++++ Dataset excerpts ++++

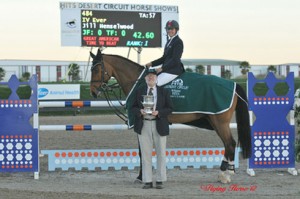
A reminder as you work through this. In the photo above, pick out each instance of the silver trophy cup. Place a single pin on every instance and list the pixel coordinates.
(148, 103)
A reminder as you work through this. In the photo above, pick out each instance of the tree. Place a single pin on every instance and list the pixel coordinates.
(2, 74)
(245, 66)
(272, 68)
(200, 69)
(188, 70)
(25, 76)
(73, 72)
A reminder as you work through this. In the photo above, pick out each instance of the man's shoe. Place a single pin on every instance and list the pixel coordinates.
(159, 185)
(138, 180)
(148, 185)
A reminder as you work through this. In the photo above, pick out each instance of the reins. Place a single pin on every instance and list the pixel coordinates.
(107, 89)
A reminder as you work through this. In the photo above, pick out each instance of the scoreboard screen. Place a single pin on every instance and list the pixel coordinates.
(106, 28)
(114, 25)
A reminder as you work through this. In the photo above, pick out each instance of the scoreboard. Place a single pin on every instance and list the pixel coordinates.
(114, 25)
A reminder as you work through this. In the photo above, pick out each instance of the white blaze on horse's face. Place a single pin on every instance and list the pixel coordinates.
(151, 79)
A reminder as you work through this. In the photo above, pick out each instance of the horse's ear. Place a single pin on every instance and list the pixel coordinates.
(99, 53)
(92, 55)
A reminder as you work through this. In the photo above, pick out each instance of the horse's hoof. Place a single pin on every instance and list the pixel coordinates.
(231, 172)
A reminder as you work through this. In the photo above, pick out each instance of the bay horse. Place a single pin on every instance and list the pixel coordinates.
(127, 72)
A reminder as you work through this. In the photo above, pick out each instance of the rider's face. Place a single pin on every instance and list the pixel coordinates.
(171, 32)
(151, 79)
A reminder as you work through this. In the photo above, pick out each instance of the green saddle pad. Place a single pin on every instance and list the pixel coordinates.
(209, 94)
(193, 93)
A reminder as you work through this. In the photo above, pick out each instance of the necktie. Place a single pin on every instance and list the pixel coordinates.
(150, 91)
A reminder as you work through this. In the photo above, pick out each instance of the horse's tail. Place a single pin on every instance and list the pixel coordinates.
(243, 122)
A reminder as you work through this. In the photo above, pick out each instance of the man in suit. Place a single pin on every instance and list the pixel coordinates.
(152, 128)
(171, 59)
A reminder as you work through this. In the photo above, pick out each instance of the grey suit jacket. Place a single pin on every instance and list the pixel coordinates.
(164, 107)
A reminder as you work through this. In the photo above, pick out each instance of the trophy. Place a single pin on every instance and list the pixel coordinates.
(148, 103)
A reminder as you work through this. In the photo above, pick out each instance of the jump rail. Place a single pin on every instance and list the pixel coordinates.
(91, 127)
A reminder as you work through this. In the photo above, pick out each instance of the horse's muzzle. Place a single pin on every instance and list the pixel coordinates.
(95, 93)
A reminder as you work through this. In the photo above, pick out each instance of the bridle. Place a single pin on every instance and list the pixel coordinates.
(108, 90)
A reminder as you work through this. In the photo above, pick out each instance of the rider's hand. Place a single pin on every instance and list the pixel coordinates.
(158, 70)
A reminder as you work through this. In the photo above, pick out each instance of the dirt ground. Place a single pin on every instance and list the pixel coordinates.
(182, 183)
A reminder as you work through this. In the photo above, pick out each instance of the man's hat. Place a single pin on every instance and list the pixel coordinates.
(151, 70)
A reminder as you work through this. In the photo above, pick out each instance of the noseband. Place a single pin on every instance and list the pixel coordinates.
(104, 73)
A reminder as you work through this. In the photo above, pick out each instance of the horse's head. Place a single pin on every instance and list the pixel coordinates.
(100, 74)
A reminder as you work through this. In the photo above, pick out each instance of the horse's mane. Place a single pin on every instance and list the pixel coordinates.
(125, 59)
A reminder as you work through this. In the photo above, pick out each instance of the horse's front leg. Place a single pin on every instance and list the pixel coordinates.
(227, 166)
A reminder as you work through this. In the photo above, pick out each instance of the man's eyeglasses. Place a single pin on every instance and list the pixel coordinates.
(169, 29)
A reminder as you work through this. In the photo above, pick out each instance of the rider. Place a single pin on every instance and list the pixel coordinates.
(171, 59)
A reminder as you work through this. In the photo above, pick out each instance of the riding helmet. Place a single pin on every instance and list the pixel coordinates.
(172, 24)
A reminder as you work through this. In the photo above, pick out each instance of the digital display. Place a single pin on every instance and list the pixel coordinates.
(120, 29)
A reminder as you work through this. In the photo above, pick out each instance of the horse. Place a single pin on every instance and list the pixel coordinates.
(126, 72)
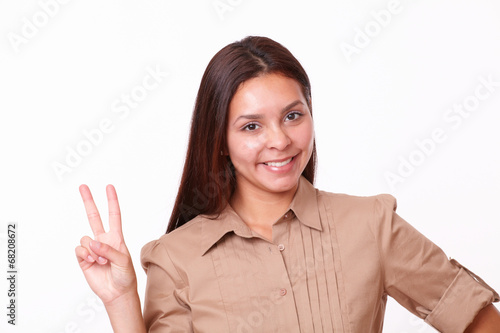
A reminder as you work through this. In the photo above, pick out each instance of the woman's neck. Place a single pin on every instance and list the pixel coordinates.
(259, 210)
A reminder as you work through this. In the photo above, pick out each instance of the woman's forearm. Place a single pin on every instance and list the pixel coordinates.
(125, 314)
(486, 321)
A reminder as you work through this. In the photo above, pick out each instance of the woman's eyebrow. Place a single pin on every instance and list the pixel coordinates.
(291, 105)
(260, 116)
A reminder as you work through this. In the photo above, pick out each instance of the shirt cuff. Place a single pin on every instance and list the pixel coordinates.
(461, 302)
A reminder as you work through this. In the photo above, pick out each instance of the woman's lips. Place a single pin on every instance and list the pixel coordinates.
(279, 164)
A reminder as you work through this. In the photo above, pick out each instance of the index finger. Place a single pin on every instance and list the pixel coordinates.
(91, 209)
(115, 219)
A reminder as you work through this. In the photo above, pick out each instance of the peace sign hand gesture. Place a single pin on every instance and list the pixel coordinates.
(105, 260)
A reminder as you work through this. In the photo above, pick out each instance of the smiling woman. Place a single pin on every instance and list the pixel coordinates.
(252, 246)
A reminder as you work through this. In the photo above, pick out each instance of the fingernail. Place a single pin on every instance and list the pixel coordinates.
(101, 260)
(95, 244)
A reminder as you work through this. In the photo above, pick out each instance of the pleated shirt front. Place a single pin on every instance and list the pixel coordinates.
(332, 262)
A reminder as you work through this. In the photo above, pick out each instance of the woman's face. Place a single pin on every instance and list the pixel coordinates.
(270, 134)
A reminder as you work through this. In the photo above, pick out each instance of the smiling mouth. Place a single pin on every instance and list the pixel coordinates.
(279, 164)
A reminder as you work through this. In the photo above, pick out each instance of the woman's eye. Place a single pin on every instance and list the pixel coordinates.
(251, 127)
(293, 115)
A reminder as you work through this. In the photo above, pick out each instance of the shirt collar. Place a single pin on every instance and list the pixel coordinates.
(304, 205)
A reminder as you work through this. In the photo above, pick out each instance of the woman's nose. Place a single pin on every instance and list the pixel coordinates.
(277, 138)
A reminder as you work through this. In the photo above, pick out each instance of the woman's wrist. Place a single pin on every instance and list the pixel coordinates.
(125, 313)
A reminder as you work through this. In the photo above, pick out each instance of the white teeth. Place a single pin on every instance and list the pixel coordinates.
(279, 164)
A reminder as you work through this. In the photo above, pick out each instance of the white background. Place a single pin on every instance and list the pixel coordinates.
(63, 78)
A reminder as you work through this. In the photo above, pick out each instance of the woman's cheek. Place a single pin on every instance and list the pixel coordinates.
(253, 144)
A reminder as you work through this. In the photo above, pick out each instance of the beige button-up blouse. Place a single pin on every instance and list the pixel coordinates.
(333, 260)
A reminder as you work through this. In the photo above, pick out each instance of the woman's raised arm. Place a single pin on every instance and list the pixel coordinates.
(107, 265)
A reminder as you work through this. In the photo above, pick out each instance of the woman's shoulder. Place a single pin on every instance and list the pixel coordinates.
(182, 242)
(342, 201)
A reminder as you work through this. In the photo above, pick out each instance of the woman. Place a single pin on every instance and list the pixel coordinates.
(252, 246)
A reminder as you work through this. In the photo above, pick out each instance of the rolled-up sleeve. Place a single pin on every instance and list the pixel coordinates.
(165, 305)
(419, 276)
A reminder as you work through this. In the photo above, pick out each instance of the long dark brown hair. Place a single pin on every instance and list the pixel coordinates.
(208, 179)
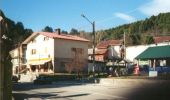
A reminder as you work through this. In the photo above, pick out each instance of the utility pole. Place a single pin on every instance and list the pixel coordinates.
(94, 41)
(124, 44)
(1, 64)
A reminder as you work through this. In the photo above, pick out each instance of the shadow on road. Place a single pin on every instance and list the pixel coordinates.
(24, 96)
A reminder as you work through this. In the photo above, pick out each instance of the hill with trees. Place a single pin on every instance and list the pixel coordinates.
(141, 32)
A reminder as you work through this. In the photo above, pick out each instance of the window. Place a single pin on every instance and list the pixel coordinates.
(33, 51)
(46, 50)
(33, 41)
(46, 38)
(78, 50)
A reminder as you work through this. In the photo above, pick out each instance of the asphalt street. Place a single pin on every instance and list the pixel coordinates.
(124, 90)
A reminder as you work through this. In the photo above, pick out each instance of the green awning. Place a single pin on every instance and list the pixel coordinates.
(158, 52)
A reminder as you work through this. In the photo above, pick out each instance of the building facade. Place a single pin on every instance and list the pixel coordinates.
(49, 52)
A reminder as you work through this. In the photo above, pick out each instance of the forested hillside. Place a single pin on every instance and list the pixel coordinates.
(141, 32)
(13, 33)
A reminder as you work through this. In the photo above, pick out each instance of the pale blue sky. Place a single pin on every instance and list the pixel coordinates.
(66, 14)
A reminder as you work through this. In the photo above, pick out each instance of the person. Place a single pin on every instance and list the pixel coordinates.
(111, 70)
(136, 69)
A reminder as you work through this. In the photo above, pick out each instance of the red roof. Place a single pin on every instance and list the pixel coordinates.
(63, 36)
(105, 44)
(161, 39)
(100, 51)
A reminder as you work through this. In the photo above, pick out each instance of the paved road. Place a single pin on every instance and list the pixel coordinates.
(131, 90)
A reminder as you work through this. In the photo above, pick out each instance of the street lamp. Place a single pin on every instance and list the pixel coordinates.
(94, 44)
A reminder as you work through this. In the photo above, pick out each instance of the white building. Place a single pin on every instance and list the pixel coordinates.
(49, 52)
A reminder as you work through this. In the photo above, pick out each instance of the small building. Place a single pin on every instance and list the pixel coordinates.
(46, 52)
(156, 55)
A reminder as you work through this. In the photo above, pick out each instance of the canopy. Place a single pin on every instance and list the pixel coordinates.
(158, 52)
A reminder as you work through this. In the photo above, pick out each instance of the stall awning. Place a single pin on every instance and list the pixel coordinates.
(39, 61)
(158, 52)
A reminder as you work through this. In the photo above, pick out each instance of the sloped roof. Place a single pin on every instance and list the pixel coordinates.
(158, 52)
(63, 36)
(101, 51)
(161, 39)
(105, 44)
(56, 36)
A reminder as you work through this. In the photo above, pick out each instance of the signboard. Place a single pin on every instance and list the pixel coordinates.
(153, 73)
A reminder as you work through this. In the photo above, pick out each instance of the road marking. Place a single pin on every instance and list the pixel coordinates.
(100, 94)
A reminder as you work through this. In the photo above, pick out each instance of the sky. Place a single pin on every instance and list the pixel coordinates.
(66, 14)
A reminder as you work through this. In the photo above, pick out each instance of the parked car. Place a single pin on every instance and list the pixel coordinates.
(15, 79)
(43, 80)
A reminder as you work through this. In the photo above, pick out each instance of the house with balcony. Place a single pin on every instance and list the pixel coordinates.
(46, 52)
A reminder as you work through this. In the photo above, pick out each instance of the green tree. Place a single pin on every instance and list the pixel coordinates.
(74, 32)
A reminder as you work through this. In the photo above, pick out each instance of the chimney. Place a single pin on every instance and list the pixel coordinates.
(57, 31)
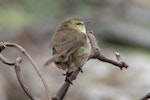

++++

Task goal: How many lines in the entries above contain the word "smiling"? Reply with the number alone.

Correct result: 2